--- Source passage ---
William Lucy Esq. Mayor of Birmingham (dates not known). Was granted arms.

Charles Lucy (1814 - 1873) Born at Herefordshire. Historical painter, studied at Ecole des Beaux-Arts, and later at the Royal Academy. Paintings for private collectors, and American public institutions.

Mary Elizabeth Lucy (1803-1889) memoirs published as Mistress of Charlecote : the memoirs of Mary Elizabeth Lucy introduced by Alice Fairfax-Lucy.

Published by Gollancz, London, 1983. Copy in the National Library of Australia, Canberra.

Sir Henry Lucy (1843 - 1924) born in Lancashire, the son of Robert Lucy. He was probably born about the end of March 1843, baptized William Henry Lucy in April of that year.

Worked as a clerk, and had poetry published in the Liverpool Mercury; taught himself shorthand. Worked for the Shrewsbury Cronicle (1864), the local Observer, and the Shropshire News. Lived in Paris during 1869, and learned French.

British journalist; wrote for Pall Mall Gazette from 1870, for Daily News from 1873 (and of which he was the editor): and for Punch from 1881. Used the nom- de-plume "Toby, M.P." from 1881 to 1916.

Knighted in 1909. Autobiographies: Sixty Years in the Wilderness and The Diary of a Journalist (1922). The journalist and writer Frank Harris said of him that, "He met every one, and knew no one."

Other publications of Sir Henry:

"A Diary of the Home Rule Parliament, 1892-1895"


"A Diary of the Unionist Parliament, 1895-1900"


"The Balfourian Parliament, 1900-1905"


"Memories of Eight Parliaments"


"Later peeps at Parliament, taken from behind the Speaker's Chair"


"Men and manner in Parliament"


Lieutenant W.P. Lucy, DSO RN (Fleet Air Arm).

A photograph showing the "memorabilia, momentoes and medals" of the lieutenant appears on the cover and also on page 62 of A Soldier in the Family - a source book for Australian Military Genealogy from the first Fleet to the Gulf War. Nothing further is said of him, but in the photo can be seen two copies of a Journal for use of Junior Officers Afloat; a white ensign bearing the Union Jack in the top left corner of what appears to be the flag of St George; a framed certificate from George the Sixth (which bears the kingís signature and the lieutenantís name); another certificate which mentions "The Lords Commissioners ... by the KINGíS ... as mentioned in despatches ... (It seems from this certificate that the lieutenantís first name may have been William); a third certificate which states: "The Secretary of the Admiralty presents his compliments and by Command of the Lords Commissioners of the Admiralty has the honour to ... the enclosed Awards for service in the war of 1939-45. The Lords Commissioners share your sorrow that ... (illegible hand-written name) ... in respect of whose service these Awards are given did not live to receive them." A framed photograph (from ship board?) is included among the certificates.
--- Excerpted records ---
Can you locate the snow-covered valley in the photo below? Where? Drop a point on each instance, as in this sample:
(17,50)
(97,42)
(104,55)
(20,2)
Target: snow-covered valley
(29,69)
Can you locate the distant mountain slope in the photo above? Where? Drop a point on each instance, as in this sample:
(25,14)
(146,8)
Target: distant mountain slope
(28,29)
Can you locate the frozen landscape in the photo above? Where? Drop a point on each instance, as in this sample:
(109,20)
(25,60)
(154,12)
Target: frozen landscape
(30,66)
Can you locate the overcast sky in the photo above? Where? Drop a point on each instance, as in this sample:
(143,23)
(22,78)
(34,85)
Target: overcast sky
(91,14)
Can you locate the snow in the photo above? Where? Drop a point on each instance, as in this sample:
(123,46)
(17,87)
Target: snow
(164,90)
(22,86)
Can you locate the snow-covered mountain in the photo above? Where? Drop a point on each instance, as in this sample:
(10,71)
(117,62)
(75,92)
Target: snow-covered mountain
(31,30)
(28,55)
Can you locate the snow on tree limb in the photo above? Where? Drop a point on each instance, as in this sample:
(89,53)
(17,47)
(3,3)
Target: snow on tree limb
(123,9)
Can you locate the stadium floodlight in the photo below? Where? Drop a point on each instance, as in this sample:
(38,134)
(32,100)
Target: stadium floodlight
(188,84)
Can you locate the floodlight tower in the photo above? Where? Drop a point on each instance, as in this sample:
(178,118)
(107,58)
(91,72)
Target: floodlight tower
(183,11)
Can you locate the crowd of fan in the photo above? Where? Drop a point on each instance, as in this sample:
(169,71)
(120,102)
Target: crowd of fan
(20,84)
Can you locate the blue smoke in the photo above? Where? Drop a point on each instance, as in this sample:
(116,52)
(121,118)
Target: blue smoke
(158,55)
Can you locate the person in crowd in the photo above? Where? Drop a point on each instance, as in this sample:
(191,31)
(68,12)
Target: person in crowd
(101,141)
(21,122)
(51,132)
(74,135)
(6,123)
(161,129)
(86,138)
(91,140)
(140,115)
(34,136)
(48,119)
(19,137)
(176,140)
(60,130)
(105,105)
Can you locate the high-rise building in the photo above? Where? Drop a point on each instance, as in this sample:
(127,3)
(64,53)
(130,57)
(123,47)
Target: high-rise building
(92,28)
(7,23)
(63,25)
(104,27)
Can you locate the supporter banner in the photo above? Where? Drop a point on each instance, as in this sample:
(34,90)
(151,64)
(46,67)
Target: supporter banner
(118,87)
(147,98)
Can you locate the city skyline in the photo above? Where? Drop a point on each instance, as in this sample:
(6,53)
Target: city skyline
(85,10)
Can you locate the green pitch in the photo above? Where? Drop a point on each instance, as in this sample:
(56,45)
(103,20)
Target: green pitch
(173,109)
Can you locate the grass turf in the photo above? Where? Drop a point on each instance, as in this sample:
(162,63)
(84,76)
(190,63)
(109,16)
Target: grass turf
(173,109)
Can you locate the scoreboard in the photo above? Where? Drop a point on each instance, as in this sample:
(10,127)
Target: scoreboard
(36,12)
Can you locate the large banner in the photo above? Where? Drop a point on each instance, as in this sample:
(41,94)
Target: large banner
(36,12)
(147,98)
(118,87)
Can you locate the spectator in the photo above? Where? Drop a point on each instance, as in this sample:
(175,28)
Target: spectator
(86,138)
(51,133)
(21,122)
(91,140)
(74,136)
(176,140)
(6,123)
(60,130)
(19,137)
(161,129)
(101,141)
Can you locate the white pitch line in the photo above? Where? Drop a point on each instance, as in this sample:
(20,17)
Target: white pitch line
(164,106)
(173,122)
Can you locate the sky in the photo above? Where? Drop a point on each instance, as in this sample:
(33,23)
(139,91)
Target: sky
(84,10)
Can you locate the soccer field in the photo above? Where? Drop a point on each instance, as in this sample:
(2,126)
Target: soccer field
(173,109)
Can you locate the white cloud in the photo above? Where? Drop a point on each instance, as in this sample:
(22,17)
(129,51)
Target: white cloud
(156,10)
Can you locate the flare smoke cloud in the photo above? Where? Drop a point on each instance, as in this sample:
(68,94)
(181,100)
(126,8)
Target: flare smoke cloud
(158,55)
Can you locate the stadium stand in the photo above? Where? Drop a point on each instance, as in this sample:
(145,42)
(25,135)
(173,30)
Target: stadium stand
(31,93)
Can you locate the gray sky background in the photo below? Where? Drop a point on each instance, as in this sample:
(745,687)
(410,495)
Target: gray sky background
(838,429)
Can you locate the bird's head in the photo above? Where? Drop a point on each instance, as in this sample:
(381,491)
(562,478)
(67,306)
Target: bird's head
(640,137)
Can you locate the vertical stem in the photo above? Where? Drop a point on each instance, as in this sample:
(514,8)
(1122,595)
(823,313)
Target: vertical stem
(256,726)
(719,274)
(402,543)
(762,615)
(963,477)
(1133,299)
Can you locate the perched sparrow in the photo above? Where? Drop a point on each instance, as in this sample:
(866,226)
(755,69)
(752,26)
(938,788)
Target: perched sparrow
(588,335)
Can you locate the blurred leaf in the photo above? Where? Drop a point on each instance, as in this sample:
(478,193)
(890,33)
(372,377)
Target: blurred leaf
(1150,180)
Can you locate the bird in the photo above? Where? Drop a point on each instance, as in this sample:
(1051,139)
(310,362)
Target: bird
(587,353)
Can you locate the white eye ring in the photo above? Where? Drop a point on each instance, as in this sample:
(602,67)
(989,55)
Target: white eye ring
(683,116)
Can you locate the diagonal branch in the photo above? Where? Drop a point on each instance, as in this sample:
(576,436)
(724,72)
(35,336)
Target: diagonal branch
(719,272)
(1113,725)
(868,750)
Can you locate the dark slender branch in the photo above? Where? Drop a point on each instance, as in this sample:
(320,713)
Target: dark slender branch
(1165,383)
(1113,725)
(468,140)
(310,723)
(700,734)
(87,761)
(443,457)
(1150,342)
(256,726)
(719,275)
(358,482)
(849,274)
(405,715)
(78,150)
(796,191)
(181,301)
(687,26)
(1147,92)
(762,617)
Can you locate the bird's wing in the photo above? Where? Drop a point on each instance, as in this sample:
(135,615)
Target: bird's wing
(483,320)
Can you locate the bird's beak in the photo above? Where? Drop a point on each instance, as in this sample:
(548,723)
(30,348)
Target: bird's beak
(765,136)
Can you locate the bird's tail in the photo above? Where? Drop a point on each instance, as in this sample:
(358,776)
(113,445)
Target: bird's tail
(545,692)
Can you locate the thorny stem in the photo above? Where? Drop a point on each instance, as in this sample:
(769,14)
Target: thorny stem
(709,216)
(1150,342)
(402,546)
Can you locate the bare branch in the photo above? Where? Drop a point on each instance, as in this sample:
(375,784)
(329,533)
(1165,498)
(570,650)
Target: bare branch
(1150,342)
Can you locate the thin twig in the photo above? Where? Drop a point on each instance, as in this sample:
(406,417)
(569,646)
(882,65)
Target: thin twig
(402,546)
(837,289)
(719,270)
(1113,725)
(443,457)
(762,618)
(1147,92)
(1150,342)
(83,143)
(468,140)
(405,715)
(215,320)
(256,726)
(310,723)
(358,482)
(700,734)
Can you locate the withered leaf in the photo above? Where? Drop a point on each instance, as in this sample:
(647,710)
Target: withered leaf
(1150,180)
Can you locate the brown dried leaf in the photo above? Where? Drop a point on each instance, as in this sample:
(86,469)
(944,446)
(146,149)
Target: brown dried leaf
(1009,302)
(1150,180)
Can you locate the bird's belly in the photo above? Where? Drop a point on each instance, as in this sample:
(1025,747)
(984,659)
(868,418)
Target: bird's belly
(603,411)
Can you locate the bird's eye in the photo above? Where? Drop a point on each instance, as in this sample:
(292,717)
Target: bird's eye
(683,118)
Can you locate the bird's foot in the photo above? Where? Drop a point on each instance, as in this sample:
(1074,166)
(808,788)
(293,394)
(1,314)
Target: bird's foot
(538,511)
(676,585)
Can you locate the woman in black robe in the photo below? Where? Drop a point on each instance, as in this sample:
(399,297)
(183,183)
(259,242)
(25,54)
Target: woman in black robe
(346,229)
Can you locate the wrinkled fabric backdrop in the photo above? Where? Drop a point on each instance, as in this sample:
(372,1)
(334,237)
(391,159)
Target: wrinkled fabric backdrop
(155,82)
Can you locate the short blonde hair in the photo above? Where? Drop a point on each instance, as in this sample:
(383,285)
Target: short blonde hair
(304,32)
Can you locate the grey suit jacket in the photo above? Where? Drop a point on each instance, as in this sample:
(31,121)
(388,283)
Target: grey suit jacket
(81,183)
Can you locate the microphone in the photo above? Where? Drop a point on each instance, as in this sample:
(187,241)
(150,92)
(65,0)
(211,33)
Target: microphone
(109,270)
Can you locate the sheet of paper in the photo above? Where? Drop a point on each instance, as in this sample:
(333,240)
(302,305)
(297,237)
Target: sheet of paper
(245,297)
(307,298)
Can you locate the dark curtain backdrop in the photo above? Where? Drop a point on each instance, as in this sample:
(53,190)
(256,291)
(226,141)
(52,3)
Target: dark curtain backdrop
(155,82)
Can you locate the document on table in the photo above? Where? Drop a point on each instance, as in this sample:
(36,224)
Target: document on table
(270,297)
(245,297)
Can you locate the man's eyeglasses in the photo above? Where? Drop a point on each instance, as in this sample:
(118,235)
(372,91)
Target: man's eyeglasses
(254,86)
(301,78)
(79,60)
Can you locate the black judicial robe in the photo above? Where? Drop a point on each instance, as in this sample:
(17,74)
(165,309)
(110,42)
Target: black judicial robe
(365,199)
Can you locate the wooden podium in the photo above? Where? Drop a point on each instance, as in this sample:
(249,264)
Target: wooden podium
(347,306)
---
Write what comes next in the notes on people named Lucy, starting right after their last sentence.

## Expected output
The book was written and apparently published by Allan Box of Monash University, Gippsland Campus, First Edition, 1994. Credit for the illustration described is given to Glendinings of London.

Joe Lucy was a British boxing champion in about 1949 - according to Seamus McGettigan of Celtic Irish Products, Melbourne (no longer operating) in a conversation with the present writer on 14th April, 1992.

The Illustrated History of Boxing described Joe Lucy as a "methodical south-paw," but said no more than that.

Terence Lucey (1934- ) is the author of:

Investment Appraisal : Evaluating risk and uncertainty published by The Institute of Cost and Work Accountants, London, 1971.

Management Information Systems, published by DP Publications, Eastleigh, Hampshire, 1987 (5th Edition)

Jack A. Lucy author of The Plasma Membrane, O.U.P. London, 1975, (Oxford Biology Readers) and 2nd edition revised, 1978, Scientific Publications Division, Carolina Biological Supply Co., Burlington, North Carolina.

John F. Lucy author of There's a Devil in the Drum, published by Faber and Faber, London, 1938. Described under the various headings of Great Britain, Army, Biography, Soldiers, personal narratives, World War 1914-1918, Western campaigns. It was reviewed in the Times Literary Supplement of 2 April, 1938.

Mary P. Lucy editor of Duke Humphrey : a sidelight on Lancastrian England, by J. Davis. Published at Ilfracombe by Stockwell, 1973. An account of Humphrey, Duke of Gloucester (1391-1447).